Exercise requirements> Repeat only what appears from the line containing "Objective — one dot per instance of the framed" through the last line of the listing below, exactly as written.
↓↓↓
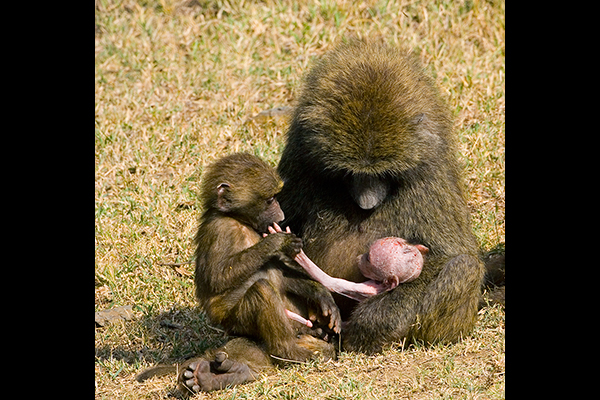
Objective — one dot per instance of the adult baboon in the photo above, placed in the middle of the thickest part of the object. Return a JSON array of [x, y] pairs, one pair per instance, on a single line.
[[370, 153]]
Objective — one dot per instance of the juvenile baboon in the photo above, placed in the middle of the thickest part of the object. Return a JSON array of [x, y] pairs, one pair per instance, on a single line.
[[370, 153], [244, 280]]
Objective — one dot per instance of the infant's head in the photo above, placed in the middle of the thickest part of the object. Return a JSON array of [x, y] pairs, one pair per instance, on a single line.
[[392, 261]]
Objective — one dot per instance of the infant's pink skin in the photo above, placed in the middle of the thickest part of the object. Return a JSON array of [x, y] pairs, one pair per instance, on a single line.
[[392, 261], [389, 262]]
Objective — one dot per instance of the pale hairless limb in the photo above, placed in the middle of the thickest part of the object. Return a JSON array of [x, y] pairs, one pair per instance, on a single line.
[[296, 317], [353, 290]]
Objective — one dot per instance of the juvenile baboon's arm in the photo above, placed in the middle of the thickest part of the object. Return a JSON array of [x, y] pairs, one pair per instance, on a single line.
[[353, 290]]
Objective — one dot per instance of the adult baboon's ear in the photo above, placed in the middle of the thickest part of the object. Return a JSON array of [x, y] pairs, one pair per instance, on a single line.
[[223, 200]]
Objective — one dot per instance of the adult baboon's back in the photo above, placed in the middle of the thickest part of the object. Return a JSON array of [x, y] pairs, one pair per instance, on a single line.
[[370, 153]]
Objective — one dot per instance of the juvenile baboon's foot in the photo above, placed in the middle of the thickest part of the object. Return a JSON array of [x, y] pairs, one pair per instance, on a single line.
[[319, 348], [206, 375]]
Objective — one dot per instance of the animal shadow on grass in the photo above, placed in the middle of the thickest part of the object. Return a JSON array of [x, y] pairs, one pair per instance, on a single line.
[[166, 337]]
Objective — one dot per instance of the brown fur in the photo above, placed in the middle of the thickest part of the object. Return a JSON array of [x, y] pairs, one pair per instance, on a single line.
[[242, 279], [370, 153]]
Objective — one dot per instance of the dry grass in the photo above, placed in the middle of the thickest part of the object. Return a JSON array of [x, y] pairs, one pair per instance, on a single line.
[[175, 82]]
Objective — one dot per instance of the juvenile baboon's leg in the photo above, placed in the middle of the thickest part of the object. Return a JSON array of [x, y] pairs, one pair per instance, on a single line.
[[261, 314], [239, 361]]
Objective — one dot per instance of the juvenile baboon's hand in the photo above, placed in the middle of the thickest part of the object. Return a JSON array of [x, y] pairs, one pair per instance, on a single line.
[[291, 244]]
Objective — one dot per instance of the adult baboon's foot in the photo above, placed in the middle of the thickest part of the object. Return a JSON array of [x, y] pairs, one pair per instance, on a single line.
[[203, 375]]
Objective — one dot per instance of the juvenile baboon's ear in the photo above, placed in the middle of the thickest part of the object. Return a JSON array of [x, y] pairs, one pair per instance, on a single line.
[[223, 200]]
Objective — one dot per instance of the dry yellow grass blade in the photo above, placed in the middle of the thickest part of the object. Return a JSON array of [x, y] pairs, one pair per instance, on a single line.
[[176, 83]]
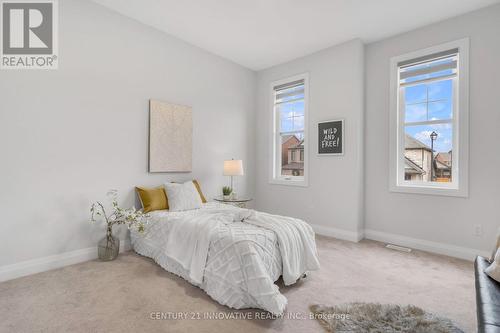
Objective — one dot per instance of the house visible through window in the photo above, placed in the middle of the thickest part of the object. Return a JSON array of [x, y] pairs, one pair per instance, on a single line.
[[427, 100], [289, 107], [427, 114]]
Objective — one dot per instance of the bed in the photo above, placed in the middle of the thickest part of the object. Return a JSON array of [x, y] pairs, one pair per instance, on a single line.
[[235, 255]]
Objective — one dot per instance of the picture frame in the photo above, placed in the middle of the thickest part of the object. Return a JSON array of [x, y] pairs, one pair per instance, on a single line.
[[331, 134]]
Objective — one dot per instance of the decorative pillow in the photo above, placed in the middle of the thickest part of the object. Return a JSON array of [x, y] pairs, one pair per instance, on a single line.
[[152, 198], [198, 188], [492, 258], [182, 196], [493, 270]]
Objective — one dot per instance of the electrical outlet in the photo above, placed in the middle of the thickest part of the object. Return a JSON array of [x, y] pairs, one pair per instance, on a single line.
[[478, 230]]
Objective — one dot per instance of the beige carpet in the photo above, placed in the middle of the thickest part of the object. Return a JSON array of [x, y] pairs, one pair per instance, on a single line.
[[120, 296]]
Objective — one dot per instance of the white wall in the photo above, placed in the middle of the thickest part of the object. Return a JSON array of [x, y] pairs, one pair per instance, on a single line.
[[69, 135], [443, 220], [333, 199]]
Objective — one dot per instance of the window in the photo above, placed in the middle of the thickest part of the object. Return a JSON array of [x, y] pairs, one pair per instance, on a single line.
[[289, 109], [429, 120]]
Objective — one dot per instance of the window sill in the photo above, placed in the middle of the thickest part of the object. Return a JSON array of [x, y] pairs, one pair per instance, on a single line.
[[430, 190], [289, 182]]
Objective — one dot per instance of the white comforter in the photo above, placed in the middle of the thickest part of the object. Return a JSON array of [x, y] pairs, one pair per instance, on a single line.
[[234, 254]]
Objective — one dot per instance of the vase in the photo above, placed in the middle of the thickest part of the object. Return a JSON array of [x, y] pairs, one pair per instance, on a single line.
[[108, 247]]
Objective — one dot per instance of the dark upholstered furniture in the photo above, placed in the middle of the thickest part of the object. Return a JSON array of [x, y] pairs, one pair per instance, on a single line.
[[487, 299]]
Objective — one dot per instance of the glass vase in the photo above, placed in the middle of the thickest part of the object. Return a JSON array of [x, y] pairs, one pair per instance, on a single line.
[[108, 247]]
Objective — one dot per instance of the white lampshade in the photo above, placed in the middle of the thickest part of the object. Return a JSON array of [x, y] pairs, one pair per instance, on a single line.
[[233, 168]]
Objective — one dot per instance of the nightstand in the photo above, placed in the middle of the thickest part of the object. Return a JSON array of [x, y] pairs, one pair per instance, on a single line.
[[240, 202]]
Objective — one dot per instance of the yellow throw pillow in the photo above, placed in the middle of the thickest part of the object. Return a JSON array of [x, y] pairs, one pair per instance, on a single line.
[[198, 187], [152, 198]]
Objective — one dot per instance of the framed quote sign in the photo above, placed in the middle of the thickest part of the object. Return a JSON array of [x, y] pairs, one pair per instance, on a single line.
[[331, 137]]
↑↑↑
Reply>
Objective — one dot per instance of the framed quote sign in the photo above, placed in the middle of the thickest part of the object. Return a JSON array of [x, y] pairs, one pair per instance, on a single line.
[[331, 137]]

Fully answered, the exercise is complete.